══ Data provided

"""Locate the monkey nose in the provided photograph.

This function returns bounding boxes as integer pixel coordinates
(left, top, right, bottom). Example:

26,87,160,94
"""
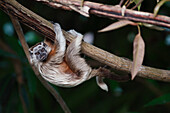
40,53,47,61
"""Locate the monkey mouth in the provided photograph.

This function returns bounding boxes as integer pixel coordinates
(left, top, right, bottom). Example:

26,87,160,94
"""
40,54,47,61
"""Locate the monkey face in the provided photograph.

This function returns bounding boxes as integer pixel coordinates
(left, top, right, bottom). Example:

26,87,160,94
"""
35,47,47,61
29,42,51,63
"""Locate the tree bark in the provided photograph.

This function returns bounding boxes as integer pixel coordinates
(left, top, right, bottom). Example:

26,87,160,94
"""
33,0,170,28
0,0,170,82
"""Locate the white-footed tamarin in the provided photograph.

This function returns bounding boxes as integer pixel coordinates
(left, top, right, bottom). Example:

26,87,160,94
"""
29,23,108,91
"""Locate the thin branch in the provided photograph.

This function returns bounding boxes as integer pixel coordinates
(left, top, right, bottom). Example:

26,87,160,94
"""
0,39,16,55
9,15,71,113
33,0,170,29
126,0,132,8
0,40,28,113
119,0,125,6
0,0,170,82
131,0,143,10
14,60,28,113
124,0,130,6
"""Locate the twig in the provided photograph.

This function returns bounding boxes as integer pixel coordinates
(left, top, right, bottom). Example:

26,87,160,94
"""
126,0,132,8
0,40,28,113
9,15,71,113
124,0,130,6
119,0,125,6
0,39,16,55
0,0,170,83
32,0,170,28
131,0,143,10
14,60,28,113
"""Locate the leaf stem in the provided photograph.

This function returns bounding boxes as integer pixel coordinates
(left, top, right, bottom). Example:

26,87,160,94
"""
137,25,141,34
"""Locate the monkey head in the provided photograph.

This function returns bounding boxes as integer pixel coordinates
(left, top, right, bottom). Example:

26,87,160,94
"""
29,42,51,64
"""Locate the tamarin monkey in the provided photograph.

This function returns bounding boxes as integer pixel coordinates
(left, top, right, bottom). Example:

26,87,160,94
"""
29,23,108,91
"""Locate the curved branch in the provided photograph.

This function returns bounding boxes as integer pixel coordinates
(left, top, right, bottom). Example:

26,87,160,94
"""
0,0,170,83
33,0,170,29
0,40,28,113
9,14,71,113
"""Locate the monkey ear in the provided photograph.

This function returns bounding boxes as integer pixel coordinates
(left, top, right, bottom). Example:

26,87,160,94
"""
29,50,33,57
41,42,47,47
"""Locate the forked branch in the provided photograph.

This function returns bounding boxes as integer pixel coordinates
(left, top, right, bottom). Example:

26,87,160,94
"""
33,0,170,29
9,14,71,113
0,0,170,83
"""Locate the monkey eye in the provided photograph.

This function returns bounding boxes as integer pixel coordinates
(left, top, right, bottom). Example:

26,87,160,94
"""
43,43,47,47
29,51,33,55
41,48,45,52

════

Search the entries for "tamarin" and copy out each line that has it.

Output of the exercise ::
"""Locate the white-footed tamarin in the provided photograph.
"""Locate the tamarin monkey in the provided photograph.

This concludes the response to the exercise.